▶ Task list:
1) Answer these questions from the essay on school and university learning:
(a) In which subjects did the mix-ups over what was being taught happen more often?
(b) What did the writer drop in the senior levels, and in favor of what?
(c) What had the writer's VCE History teacher previously been?
2) According to the essay on school and university learning, why were the writer's VCE results lower than they could have been?
3) Write the next paragraph of the essay on school and university learning, picking up after its final sentence.

Text excerpt section start

And because I wasn't bringing these things to the attention of my teachers, I could get into a fair bit of strife. I thought I understood A… except we were supposed to be working with B. (Where did you get A from?).
This happened more with the maths and sciences, where there was a definite right or wrong answer, than the humanities. Apparently multiplying by 10 does not mean just adding on a zero… (Even though it kind of does…)
In the senior levels I began to understand my own brain and specialities better, and I dropped all the science subjects in favour of a completely humanities-based VCE course load. At the more advanced levels, in subjects that allowed - even encouraged - different perspectives and ideas, I thrived.
By this point I had changed schools, and as great as the new one was, it brought to light one of the most problematic aspects of the modern school system.
The sheer amount of paperwork required in VCE was so overwhelming that I became disinterested and unengaged with the work. I still achieved excellent results, but less than they could have been had I been engaged and invested. By the the end of year 12 my entire focus was on achieving the marks I needed to get into university. I wanted to continue learning, and had pinned my hopes on the idea that university learning was different from school teaching.
Beginning University opened my eyes to an entirely new type of learning.
University lectures are entirely designed to give students as much information as possible in any given lecture. How to record and understand that information and what to do with it is entirely up to each student. My VCE History teacher had previously been a university lecturer, and her classes were conducted in a similar fashion, only constrained by the demands of the classroom.
At University I realised exactly why she was my favourite teacher.
This is where I thrived. No longer did I have to submit reams of homework I considered pointless. The only submissions required were the assignments themselves - everything else was up to me. I spent many wonderful afternoons in the library stacks discovering new information, free to learn at my own pace, in my own space.

Text excerpt section end
Data extract section start

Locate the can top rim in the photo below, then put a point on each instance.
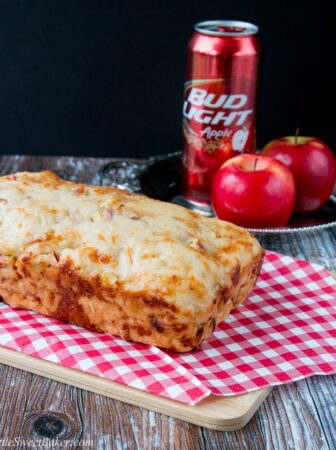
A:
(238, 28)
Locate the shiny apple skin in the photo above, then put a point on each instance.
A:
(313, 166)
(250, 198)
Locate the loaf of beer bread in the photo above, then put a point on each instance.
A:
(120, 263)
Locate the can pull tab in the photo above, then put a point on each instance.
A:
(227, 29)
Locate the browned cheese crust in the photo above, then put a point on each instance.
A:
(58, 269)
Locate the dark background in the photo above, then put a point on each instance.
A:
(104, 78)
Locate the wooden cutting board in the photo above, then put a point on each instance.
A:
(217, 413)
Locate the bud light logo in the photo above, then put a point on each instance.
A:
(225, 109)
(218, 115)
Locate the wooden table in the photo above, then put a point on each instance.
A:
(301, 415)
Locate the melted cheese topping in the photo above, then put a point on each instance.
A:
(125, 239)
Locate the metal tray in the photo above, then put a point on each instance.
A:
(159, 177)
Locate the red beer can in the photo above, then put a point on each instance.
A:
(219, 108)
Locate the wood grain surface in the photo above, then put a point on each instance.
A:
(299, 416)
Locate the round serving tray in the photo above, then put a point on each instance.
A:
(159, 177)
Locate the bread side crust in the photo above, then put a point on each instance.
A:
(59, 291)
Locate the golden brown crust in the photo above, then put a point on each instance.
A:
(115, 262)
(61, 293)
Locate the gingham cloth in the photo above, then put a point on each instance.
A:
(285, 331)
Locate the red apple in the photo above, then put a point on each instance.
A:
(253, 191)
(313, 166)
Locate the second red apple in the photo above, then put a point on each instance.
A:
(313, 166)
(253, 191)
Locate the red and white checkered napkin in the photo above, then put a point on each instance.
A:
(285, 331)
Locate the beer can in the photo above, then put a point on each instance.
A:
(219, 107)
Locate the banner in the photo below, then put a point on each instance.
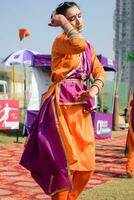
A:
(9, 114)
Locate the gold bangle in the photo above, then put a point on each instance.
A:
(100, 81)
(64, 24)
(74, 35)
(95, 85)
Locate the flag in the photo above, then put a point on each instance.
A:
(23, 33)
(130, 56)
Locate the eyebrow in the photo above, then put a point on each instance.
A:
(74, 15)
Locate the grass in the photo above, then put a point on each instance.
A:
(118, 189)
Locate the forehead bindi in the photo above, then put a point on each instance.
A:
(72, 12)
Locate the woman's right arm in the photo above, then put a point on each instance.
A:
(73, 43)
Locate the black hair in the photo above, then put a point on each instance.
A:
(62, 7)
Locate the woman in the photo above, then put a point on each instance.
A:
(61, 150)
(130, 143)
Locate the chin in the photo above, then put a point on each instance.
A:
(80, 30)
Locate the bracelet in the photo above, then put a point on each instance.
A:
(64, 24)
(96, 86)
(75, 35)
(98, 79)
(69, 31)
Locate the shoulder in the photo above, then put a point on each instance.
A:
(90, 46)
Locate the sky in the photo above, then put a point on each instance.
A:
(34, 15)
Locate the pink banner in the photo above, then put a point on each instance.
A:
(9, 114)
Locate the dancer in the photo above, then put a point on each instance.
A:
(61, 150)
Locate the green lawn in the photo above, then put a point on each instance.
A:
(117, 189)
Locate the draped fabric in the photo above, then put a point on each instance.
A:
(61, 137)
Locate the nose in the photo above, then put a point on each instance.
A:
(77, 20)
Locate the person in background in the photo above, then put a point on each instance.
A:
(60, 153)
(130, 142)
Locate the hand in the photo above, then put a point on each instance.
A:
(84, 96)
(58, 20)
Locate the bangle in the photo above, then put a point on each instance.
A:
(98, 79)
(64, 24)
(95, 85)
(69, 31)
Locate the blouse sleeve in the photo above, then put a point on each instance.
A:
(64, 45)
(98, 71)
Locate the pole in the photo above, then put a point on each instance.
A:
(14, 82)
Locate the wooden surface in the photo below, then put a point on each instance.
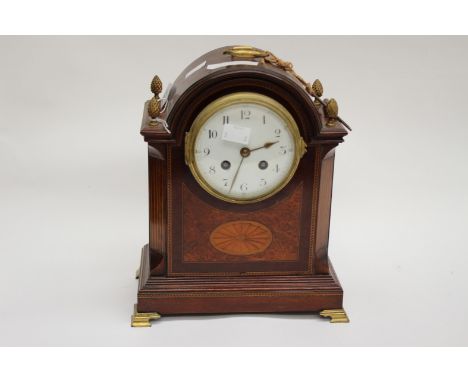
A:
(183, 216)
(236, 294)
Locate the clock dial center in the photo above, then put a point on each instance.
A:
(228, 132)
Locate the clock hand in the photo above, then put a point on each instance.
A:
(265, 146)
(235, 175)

Data extract section end
Data extract section start

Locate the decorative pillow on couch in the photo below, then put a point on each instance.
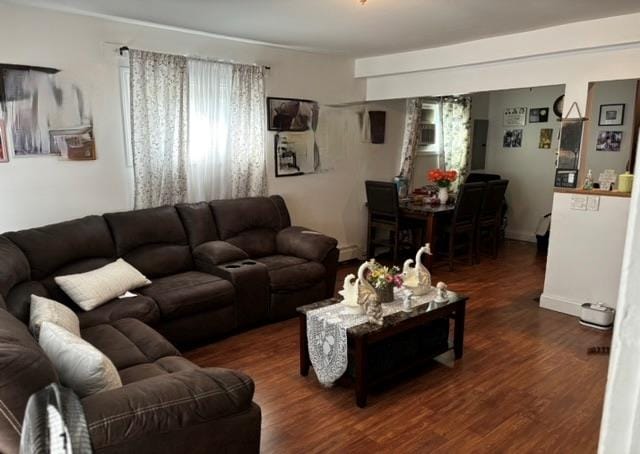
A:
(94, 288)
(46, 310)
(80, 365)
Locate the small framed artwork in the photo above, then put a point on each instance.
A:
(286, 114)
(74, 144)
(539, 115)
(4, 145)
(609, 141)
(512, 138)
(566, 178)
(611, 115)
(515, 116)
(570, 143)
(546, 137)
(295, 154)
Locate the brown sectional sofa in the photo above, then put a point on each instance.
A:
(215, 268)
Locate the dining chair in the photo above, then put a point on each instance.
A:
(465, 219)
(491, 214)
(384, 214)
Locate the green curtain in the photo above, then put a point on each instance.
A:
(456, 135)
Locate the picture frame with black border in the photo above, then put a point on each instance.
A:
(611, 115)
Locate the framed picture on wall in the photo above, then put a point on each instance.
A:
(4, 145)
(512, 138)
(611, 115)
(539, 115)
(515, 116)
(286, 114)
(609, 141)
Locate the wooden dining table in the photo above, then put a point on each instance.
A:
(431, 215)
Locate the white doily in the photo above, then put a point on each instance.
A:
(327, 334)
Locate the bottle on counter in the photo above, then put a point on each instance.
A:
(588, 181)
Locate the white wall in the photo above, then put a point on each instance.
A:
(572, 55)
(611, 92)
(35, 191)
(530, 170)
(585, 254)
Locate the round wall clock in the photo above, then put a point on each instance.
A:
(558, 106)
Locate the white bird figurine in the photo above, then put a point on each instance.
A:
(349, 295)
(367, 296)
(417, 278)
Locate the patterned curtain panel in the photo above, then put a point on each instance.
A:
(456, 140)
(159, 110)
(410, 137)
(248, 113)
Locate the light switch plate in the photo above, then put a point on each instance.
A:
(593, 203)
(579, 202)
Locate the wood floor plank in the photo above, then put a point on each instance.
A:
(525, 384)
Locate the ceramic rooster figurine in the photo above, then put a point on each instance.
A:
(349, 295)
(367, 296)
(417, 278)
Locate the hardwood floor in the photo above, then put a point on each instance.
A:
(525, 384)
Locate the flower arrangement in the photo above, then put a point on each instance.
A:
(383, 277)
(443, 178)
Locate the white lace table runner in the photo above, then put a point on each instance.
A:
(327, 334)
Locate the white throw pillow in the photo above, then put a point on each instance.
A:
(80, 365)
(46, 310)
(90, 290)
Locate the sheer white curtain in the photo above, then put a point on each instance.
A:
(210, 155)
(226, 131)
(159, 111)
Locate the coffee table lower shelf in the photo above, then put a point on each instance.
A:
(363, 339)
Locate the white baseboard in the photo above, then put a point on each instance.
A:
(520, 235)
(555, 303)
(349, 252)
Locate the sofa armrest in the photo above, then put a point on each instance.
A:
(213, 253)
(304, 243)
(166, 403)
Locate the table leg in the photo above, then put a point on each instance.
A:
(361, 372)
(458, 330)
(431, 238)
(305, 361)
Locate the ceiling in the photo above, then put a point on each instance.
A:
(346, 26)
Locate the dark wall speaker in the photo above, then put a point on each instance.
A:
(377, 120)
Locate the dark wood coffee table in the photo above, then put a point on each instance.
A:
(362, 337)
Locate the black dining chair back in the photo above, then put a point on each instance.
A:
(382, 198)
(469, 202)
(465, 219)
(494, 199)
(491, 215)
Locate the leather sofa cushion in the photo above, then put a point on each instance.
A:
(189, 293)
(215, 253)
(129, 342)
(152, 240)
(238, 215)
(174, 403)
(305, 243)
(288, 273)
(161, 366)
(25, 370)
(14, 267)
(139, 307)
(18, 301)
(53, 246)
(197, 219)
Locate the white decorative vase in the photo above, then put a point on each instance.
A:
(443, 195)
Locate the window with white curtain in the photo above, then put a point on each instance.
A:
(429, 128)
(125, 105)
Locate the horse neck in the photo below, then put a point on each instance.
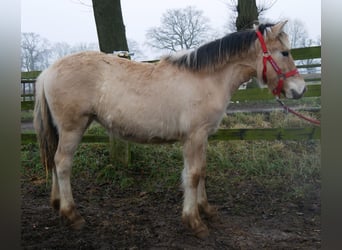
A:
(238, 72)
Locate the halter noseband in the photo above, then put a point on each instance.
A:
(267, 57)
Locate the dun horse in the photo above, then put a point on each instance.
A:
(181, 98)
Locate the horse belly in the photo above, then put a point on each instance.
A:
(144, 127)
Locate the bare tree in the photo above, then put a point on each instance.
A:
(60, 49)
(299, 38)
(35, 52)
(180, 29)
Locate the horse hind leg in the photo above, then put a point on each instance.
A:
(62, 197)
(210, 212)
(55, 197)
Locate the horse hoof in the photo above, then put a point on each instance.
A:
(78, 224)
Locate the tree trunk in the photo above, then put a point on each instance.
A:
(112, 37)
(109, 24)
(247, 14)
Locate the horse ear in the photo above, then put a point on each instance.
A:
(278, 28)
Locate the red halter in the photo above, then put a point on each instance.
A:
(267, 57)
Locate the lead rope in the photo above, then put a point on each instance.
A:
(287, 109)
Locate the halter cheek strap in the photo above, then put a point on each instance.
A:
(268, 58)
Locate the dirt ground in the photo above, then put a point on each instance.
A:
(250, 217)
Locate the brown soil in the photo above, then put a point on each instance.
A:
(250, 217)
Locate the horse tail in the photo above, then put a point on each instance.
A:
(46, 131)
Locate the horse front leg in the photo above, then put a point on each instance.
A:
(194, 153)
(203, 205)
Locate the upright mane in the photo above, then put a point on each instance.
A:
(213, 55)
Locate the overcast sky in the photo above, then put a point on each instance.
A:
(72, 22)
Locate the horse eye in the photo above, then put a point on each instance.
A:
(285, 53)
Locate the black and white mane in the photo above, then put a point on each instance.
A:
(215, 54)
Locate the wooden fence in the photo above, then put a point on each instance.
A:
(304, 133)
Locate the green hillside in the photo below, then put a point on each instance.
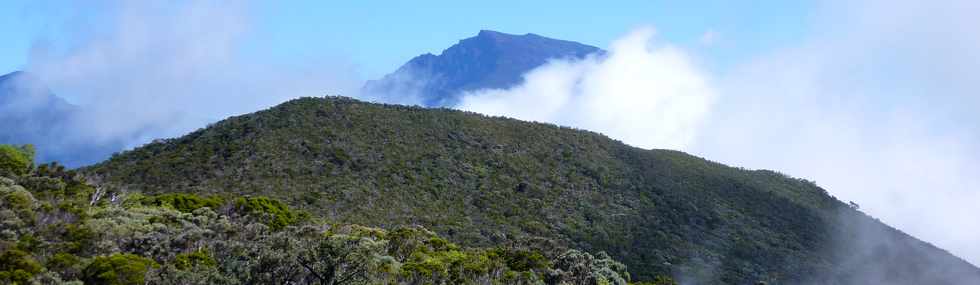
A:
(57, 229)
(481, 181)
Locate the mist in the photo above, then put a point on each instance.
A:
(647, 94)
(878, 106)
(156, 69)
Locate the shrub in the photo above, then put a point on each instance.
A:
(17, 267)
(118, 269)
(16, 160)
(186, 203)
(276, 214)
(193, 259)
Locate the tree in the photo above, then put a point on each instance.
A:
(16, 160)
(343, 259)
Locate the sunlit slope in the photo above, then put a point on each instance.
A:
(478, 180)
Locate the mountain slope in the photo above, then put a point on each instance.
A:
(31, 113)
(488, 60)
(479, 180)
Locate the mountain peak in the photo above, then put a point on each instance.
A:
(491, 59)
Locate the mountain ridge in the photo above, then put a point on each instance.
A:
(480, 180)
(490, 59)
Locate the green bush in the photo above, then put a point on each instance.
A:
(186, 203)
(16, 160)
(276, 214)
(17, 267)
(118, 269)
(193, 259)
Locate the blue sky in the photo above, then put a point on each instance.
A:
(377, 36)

Data extract section end
Data extract section start

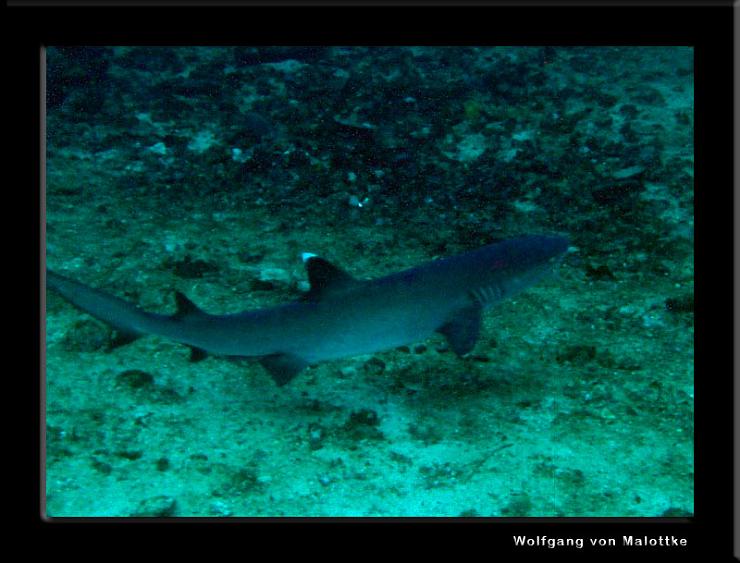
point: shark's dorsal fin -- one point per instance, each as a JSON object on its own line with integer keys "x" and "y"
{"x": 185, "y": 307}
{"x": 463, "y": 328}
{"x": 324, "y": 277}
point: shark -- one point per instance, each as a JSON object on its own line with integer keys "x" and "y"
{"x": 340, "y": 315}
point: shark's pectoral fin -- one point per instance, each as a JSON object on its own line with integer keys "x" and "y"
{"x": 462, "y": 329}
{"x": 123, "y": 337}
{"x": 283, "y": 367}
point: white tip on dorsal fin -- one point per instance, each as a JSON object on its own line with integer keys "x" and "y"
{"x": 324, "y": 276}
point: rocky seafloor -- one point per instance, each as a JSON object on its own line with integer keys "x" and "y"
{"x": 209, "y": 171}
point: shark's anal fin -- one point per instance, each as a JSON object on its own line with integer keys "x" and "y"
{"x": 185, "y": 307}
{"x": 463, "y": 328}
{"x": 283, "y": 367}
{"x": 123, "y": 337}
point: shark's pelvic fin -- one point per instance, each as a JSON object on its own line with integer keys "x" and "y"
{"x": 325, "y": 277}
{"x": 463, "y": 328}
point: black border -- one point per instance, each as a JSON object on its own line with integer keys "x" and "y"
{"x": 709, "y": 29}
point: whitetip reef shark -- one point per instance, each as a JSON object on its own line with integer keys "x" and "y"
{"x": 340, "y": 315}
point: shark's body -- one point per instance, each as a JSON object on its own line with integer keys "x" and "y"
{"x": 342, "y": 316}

Data extract section end

▶ Responses per task:
1)
(a) Maths and sciences, where there was a definite right or wrong answer.
(b) All the science subjects, in favor of a completely humanities-based VCE course load.
(c) A university lecturer.

2) The sheer amount of paperwork required in VCE was so overwhelming that the writer became disinterested and unengaged with the work. The results were still excellent, but they were less than they would have been had the writer been engaged and invested.

3)
In my second year of university my residential college, which was affiliated with the Skyline Education Foundation, began a student mentoring program. I paired with two students over the next two years, and the nature of the program necessitated a discussion based approach. Through their feedback I discovered that this style of learning was just as valuable in a one-on-one setting as it was in a classroom.
Sadly the mentorship program ended after two years, and after that I finished university. I returned home to regional Victoria and focused on other career paths.
The less said about the COVID 19 pandemic the better. It did, however, introduce a new teaching and learning medium to the international consciousness. The lockdowns necessitated remote online learning and Zoom - a platform previously only used in corporate settings - became known to the nation.
During this time I partnered with a large online learning platform to begin tutoring secondary students in the humanities. I found that my discussion-based sessions were still very well received, particularly by the stressed VCE and HSC students who found themselves already drowning in paperwork. The chance to sit down and discuss the subjects without the burden of worksheets and essays became a stress reliever as well as a confidence booster.
However, the constraints of the company's structure and system became more and more apparent. Designed initially for maths and science subjects, and for the younger age brackets, the emphasis for both the tutor and the student was on goal setting, homework, and report cards. Necessary to keep track of younger students' progress, but superfluous for a senior English student with three school essays to complete.